▸ **Text shown**
☆ ☆ ☆ ☆ ☆ ☆ ☆

Alumni case study: Robin Ryder
In what way was your DPhil important to your employer?
All academics require a PhD. Members of the hiring committee have told me many times that the mix of theoretical, methodological and applied skills that I learnt at Oxford were highly valuable to them and extremely difficult to find.
In what ways have the skills and knowledge from your DPhil been useful in your current role?
Constant use of the tools learnt during my PhD. Furthermore, the LSI DTC taught me to interact with people from other fields. This is essential in my day-to-day work, as a large part of my research consists in interacting (as a Mathematician) with Zoologists, Linguists, Journalists and Biologists. There are many fascinating, cutting-edge projects that I am uniquely qualified to take part in, thanks to the training received at the DTC and in the Department of Statistics.
How do you think you benefited from being part of a cohort?
I learnt a great deal from the other members of my cohort: since we all came from different backgrounds, we all had different strengths and could help each other. This taught me to interact with people from different scientific backgrounds, and greatly helped open my mind. The fact that the students came from so many different fields of study was a key part to the success of my DTC studies, and is one of the main reasons (with the quality of the teaching) that the programme was so useful to me. I am a better scientist, and probably a better person, thanks to that. (I also made some very good friends, with which I am in regular contact 10 years later.)
What would you say to someone who was considering doing a DPhil at the DTC?
Do you have any fond memories about the DTC to share?
I have great memories of the lab work module where we all analysed our own mitochondrial DNA and made hypotheses about the migration routes of our ancestors – we had lots of fun trying to make sense of some rather odd results!

☆ ☆ ☆ ☆ ☆ ☆ ☆

Copy out the whole alumni case study on Robin Ryder above, word for word from its title through its final line.

☆ ☆ ☆ ☆ ☆ ☆ ☆

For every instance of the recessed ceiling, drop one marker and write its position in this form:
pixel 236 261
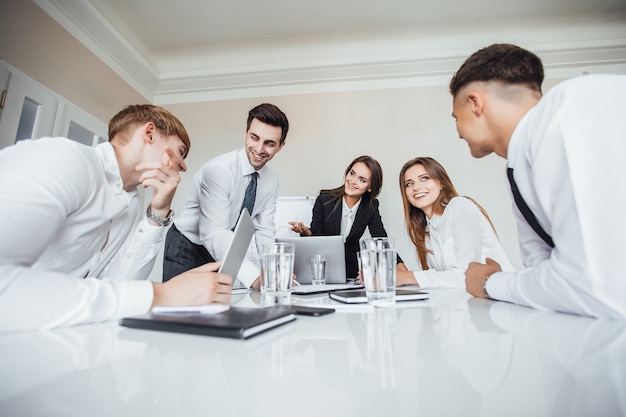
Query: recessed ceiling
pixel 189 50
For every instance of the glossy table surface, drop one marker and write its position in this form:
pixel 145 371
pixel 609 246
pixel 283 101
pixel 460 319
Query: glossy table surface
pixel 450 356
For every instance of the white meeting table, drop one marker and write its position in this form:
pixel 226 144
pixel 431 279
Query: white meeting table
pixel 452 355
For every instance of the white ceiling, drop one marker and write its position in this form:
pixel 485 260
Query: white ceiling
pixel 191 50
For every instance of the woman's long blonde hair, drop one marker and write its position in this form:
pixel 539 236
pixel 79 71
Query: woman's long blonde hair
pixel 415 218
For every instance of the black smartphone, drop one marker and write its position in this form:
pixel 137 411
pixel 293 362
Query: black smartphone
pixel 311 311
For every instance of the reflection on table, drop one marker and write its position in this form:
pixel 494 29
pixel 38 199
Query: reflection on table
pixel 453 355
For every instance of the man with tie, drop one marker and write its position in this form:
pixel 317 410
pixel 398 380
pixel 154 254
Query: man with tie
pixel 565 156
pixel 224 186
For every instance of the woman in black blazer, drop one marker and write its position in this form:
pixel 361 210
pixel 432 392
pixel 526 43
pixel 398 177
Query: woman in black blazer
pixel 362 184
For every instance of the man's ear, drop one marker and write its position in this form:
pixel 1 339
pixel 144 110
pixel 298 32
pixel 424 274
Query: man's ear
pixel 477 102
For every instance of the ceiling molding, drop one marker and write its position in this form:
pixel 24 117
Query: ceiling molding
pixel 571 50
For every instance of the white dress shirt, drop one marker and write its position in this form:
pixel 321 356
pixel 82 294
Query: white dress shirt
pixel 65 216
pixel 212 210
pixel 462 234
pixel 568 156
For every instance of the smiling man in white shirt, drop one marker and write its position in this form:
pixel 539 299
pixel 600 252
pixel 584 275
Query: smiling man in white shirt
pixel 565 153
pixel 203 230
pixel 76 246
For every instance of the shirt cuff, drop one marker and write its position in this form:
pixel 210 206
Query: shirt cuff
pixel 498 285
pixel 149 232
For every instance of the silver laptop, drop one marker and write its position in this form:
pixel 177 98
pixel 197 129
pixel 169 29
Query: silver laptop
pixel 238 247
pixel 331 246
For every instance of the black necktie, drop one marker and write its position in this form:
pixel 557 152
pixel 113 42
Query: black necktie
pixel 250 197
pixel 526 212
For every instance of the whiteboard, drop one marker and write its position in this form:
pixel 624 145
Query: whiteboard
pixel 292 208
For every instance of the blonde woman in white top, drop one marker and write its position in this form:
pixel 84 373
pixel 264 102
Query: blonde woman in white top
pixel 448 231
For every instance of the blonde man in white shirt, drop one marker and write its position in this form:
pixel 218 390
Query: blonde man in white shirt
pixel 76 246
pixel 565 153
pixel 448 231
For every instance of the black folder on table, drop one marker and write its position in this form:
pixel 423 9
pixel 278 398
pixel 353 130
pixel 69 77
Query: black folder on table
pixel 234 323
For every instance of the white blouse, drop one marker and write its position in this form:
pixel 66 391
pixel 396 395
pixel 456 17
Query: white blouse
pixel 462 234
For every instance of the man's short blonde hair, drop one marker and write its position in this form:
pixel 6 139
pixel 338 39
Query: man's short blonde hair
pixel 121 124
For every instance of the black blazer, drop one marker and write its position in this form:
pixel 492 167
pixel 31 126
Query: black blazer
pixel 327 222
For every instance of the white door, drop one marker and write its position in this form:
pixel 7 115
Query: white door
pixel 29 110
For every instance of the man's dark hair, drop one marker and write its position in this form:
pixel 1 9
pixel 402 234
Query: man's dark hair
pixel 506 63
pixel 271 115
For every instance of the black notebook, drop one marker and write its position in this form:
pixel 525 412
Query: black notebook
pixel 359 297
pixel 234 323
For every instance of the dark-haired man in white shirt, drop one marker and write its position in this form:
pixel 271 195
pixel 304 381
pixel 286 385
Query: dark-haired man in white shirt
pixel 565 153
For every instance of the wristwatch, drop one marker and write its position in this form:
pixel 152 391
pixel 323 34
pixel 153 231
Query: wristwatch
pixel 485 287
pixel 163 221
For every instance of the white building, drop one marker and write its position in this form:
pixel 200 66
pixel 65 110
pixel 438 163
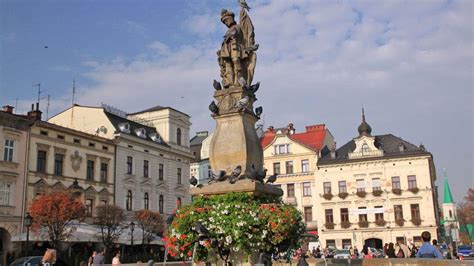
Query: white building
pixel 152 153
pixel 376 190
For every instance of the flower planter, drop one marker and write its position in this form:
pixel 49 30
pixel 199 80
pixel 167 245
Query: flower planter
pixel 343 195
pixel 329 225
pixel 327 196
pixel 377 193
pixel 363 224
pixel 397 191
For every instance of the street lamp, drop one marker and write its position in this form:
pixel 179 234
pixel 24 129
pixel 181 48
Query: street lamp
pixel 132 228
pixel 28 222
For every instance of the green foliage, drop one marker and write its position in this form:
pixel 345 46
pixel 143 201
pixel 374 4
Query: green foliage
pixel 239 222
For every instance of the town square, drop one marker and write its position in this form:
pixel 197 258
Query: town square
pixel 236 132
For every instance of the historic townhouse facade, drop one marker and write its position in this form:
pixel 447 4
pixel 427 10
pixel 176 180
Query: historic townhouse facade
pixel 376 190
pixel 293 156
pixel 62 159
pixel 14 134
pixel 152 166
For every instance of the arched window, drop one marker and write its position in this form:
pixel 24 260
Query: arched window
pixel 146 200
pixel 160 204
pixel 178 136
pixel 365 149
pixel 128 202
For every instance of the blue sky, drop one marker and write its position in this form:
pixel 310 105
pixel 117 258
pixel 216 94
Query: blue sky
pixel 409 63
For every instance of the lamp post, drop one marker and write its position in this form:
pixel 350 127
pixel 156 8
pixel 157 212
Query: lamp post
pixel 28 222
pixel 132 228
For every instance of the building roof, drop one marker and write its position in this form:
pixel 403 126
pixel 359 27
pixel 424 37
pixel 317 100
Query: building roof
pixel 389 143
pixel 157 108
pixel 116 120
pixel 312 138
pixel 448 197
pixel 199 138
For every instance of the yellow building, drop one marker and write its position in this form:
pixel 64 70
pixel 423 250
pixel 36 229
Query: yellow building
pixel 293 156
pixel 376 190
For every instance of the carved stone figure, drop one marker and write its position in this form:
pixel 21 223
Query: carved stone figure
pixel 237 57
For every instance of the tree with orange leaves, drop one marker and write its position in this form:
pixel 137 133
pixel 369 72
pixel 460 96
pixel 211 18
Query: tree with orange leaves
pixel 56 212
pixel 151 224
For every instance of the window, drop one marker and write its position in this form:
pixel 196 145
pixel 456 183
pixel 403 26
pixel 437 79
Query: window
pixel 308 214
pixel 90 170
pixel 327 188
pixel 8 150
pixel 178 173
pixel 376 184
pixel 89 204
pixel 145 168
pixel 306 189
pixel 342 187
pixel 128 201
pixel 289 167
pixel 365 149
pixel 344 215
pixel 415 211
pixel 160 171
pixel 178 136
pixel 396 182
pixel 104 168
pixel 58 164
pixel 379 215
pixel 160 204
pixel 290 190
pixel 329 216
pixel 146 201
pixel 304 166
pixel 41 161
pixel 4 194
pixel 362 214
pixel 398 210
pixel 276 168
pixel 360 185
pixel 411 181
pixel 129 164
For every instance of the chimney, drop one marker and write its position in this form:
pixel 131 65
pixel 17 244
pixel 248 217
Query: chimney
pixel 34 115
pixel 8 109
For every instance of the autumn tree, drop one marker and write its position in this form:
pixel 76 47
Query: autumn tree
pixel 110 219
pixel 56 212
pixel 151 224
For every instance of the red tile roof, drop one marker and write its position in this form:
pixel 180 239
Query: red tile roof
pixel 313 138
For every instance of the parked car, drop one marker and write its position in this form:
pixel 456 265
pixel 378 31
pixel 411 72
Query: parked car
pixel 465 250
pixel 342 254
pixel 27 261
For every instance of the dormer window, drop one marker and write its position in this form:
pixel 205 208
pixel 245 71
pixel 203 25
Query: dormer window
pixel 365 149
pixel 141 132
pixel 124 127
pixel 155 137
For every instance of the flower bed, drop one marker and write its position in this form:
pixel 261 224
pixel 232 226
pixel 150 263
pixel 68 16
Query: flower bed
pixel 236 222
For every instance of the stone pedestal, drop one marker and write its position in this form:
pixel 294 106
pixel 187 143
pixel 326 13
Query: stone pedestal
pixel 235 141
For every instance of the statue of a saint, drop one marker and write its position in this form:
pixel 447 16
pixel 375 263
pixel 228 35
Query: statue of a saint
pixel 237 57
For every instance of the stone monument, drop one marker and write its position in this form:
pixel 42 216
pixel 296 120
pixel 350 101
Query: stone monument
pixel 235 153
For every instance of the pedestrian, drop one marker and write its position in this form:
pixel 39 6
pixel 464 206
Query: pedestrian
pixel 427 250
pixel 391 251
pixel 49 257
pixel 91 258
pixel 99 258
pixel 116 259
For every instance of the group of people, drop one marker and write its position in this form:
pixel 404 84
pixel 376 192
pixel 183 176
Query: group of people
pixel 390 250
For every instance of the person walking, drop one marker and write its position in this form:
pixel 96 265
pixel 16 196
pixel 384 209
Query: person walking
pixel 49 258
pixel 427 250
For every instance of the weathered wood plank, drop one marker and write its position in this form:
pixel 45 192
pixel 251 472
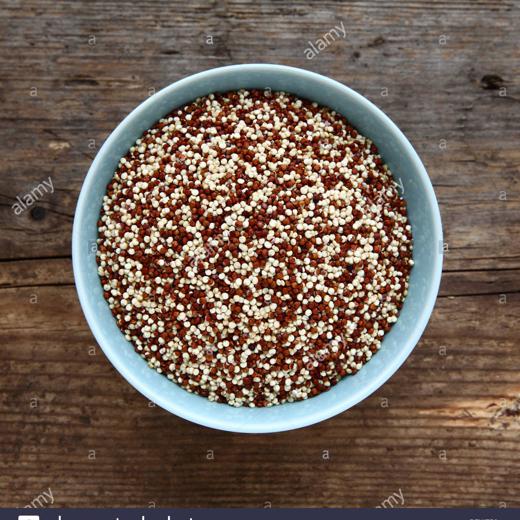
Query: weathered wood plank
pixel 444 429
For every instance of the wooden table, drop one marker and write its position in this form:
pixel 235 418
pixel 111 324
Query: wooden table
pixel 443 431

☆ ☆ ☆ ☆ ☆ ☆ ☆

▸ **Answer to the problem**
Alumni case study: Robin Ryder
In what way was your DPhil important to your employer?
All academics require a PhD. Members of the hiring committee have told me many times that the mix of theoretical, methodological and applied skills that I learnt at Oxford were highly valuable to them and extremely difficult to find.
In what ways have the skills and knowledge from your DPhil been useful in your current role?
Constant use of the tools learnt during my PhD. Furthermore, the LSI DTC taught me to interact with people from other fields. This is essential in my day-to-day work, as a large part of my research consists in interacting (as a Mathematician) with Zoologists, Linguists, Journalists and Biologists. There are many fascinating, cutting-edge projects that I am uniquely qualified to take part in, thanks to the training received at the DTC and in the Department of Statistics.
How do you think you benefited from being part of a cohort?
I learnt a great deal from the other members of my cohort: since we all came from different backgrounds, we all had different strengths and could help each other. This taught me to interact with people from different scientific backgrounds, and greatly helped open my mind. The fact that the students came from so many different fields of study was a key part to the success of my DTC studies, and is one of the main reasons (with the quality of the teaching) that the programme was so useful to me. I am a better scientist, and probably a better person, thanks to that. (I also made some very good friends, with which I am in regular contact 10 years later.)
What would you say to someone who was considering doing a DPhil at the DTC?
Do you have any fond memories about the DTC to share?
I have great memories of the lab work module where we all analysed our own mitochondrial DNA and made hypotheses about the migration routes of our ancestors – we had lots of fun trying to make sense of some rather odd results!